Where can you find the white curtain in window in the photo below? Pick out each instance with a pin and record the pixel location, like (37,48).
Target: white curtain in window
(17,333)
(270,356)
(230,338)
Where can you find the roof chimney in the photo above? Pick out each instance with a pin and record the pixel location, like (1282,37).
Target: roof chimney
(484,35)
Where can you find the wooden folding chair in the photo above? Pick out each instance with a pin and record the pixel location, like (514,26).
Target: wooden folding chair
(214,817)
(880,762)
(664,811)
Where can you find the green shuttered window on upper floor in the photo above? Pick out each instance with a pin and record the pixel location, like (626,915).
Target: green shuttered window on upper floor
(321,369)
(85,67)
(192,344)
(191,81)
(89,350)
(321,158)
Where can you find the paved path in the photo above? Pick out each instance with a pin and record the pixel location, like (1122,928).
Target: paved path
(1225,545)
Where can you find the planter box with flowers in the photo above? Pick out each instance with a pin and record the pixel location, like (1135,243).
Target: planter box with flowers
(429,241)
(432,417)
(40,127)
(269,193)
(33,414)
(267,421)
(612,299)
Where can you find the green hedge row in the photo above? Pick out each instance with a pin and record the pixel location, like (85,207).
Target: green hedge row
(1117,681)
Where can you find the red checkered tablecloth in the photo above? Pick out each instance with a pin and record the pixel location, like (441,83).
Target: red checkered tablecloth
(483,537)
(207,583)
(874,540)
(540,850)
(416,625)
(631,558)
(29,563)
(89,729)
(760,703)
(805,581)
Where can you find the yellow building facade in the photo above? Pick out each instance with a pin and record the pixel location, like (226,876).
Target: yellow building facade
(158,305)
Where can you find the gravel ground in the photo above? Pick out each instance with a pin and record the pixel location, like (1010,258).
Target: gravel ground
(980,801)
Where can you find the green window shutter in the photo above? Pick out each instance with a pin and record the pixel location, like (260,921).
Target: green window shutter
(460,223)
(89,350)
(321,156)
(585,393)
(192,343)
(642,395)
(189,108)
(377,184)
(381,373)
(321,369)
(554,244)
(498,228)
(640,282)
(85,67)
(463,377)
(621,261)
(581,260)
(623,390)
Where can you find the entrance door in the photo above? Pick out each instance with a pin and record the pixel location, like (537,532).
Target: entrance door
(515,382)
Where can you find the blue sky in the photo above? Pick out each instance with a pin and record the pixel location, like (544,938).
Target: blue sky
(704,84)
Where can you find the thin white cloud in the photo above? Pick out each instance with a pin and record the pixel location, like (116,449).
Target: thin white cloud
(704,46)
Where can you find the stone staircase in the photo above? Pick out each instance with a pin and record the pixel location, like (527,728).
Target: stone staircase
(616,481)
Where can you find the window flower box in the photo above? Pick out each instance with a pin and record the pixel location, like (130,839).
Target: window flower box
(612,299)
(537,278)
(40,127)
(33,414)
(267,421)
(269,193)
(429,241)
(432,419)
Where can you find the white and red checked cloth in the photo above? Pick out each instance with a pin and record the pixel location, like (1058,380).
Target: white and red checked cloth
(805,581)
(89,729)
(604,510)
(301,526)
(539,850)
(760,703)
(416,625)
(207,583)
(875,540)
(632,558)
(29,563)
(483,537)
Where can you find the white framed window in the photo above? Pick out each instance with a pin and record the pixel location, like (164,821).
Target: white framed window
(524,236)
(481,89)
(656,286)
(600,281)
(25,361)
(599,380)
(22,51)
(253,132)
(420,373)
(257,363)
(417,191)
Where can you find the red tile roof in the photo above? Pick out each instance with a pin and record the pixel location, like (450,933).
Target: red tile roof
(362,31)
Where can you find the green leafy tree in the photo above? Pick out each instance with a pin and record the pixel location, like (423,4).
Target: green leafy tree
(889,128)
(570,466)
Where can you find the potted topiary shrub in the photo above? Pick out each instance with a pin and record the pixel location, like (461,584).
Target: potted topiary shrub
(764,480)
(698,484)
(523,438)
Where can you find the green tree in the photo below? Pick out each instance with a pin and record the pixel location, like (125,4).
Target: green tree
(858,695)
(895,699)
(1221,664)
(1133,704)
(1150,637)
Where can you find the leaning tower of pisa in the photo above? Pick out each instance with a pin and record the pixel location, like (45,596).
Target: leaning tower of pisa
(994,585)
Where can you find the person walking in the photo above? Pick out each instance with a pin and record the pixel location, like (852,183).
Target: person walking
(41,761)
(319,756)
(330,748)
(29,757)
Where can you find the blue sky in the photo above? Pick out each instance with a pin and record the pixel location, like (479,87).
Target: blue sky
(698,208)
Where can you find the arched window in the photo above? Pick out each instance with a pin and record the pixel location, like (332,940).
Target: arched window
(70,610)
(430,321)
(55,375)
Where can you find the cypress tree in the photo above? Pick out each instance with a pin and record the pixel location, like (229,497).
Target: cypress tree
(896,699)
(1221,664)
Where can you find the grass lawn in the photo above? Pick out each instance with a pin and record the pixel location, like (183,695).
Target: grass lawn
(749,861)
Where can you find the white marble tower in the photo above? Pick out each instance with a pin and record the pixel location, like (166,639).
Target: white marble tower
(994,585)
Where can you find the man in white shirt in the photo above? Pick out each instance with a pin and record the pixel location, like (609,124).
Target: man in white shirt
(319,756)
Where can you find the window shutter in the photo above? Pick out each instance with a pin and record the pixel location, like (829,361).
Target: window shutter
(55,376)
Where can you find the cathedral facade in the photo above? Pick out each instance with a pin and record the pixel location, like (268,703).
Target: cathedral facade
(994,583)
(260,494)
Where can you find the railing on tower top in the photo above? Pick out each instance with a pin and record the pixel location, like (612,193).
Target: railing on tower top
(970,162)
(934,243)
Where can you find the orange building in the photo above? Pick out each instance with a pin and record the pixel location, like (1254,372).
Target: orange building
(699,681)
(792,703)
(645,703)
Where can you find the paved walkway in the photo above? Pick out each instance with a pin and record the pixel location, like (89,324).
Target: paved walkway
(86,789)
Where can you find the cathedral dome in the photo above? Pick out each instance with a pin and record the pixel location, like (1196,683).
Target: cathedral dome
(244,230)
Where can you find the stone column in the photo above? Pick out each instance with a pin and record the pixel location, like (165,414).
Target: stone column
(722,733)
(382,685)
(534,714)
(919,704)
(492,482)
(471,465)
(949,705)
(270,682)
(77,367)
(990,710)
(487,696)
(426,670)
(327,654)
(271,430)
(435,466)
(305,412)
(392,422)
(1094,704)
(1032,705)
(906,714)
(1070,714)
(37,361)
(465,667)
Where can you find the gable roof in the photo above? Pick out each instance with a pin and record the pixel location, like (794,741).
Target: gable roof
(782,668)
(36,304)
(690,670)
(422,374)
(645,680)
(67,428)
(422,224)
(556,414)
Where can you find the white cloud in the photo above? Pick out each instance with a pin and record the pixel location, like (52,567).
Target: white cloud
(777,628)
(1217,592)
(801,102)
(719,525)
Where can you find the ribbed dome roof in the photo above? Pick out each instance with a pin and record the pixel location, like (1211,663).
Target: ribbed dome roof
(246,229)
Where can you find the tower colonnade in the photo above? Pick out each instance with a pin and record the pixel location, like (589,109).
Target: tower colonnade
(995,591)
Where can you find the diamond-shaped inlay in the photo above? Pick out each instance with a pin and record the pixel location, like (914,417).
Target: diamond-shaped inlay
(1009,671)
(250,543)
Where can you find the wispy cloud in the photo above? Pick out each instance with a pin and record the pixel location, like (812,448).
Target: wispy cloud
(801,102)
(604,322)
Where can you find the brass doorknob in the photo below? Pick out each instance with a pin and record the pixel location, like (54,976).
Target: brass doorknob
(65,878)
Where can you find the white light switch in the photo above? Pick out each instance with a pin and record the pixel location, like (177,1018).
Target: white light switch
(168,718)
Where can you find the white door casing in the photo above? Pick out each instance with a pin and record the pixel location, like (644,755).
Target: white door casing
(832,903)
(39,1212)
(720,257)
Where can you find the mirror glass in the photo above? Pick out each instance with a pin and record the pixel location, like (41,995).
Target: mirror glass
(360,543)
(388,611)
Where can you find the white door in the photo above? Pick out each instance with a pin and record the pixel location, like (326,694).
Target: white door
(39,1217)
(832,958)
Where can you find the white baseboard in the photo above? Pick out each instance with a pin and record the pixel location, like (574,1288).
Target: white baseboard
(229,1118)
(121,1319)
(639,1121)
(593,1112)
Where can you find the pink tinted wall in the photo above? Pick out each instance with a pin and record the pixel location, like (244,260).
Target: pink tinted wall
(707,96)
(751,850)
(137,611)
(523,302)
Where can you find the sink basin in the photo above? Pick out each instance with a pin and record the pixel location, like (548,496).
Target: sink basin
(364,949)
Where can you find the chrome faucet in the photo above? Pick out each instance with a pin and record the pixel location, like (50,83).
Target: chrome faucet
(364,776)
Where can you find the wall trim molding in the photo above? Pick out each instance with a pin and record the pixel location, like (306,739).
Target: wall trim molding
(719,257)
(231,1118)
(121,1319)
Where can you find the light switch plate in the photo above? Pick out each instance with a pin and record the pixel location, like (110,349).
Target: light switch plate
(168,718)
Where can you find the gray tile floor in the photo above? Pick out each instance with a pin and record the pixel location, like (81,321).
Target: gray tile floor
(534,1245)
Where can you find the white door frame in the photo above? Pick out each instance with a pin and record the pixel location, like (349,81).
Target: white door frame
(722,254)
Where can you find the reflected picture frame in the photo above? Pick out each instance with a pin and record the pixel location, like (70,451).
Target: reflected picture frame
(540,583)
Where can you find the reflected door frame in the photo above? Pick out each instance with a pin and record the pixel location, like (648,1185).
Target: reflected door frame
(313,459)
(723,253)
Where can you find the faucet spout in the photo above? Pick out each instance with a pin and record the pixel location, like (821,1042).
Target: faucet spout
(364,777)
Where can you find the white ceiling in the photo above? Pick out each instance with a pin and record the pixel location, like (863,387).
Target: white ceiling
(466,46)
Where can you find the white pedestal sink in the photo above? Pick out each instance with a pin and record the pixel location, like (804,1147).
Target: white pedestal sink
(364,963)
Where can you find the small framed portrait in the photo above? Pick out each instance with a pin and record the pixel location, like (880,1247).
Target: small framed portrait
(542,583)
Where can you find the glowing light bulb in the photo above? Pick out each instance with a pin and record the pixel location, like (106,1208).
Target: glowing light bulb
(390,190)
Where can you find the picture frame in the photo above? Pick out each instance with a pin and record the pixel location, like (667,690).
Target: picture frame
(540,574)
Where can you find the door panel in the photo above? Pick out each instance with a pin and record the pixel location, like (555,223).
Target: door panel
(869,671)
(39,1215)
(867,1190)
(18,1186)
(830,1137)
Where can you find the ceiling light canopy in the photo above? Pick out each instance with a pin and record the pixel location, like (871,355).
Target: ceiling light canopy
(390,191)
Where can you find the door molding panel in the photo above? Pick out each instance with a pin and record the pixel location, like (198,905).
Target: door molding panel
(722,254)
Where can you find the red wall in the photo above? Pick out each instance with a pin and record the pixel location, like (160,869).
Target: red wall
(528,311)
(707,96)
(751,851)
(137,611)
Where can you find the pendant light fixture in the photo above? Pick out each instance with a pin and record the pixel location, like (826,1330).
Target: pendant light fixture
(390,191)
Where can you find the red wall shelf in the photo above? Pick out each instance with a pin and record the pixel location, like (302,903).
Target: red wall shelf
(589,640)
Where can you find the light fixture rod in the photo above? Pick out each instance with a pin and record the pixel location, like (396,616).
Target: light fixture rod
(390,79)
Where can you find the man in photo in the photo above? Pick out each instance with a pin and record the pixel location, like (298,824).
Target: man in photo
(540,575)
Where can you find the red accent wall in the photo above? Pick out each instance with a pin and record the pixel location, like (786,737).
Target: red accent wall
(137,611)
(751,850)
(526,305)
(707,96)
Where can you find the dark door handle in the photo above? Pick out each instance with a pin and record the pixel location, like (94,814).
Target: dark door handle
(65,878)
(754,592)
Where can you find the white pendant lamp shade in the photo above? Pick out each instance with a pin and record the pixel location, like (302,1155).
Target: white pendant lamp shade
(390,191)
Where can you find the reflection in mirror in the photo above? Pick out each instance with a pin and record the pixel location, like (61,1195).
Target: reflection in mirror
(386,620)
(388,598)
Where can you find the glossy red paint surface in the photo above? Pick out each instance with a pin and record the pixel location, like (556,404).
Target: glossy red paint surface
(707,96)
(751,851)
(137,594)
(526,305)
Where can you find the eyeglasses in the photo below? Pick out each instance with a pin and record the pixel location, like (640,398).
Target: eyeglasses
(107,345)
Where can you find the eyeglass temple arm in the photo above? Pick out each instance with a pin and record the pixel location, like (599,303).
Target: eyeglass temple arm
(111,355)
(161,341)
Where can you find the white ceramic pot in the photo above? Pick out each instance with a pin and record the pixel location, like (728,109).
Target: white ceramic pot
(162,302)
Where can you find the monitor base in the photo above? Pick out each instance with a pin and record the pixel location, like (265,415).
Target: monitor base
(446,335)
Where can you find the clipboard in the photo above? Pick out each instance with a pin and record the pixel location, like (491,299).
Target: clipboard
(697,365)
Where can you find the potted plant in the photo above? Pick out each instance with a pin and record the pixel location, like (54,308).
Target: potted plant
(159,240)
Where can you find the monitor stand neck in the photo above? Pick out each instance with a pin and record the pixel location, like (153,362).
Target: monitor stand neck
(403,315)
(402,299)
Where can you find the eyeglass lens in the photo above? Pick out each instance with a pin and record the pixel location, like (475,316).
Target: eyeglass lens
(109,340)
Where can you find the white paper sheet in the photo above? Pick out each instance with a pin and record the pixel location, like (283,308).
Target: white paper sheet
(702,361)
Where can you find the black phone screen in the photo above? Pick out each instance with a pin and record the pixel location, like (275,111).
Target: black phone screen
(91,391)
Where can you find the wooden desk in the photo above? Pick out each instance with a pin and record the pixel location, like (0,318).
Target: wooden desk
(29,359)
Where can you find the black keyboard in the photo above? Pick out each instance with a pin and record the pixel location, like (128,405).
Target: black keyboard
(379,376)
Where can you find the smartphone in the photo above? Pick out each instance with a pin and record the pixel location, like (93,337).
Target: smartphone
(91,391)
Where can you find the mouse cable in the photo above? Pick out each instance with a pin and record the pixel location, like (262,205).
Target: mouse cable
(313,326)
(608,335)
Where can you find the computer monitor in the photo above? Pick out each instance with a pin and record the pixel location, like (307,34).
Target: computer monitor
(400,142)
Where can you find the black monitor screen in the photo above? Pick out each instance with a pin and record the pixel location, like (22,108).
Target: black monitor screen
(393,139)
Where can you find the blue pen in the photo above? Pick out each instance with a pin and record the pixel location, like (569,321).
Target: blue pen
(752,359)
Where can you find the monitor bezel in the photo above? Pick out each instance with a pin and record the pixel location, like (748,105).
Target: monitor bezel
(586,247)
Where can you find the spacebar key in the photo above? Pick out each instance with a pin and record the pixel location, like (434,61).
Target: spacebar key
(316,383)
+-------+
• **Task to complete**:
Reading down the material above, count how many lines contain the word "below". Respond with the number by itself.

• **Reply to the task**:
4